> [Data extract]

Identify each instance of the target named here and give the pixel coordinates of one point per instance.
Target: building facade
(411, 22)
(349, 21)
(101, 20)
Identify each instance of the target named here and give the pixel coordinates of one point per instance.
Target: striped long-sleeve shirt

> [Assignment] Your task is to extract all of the records exactly.

> [Exercise solution]
Identify each instance of the target named here and give the pixel coordinates of one point per instance.
Target: building facade
(411, 22)
(349, 21)
(101, 20)
Identify each instance of the target named here and give the pixel coordinates of one point per instance.
Target: striped long-sleeve shirt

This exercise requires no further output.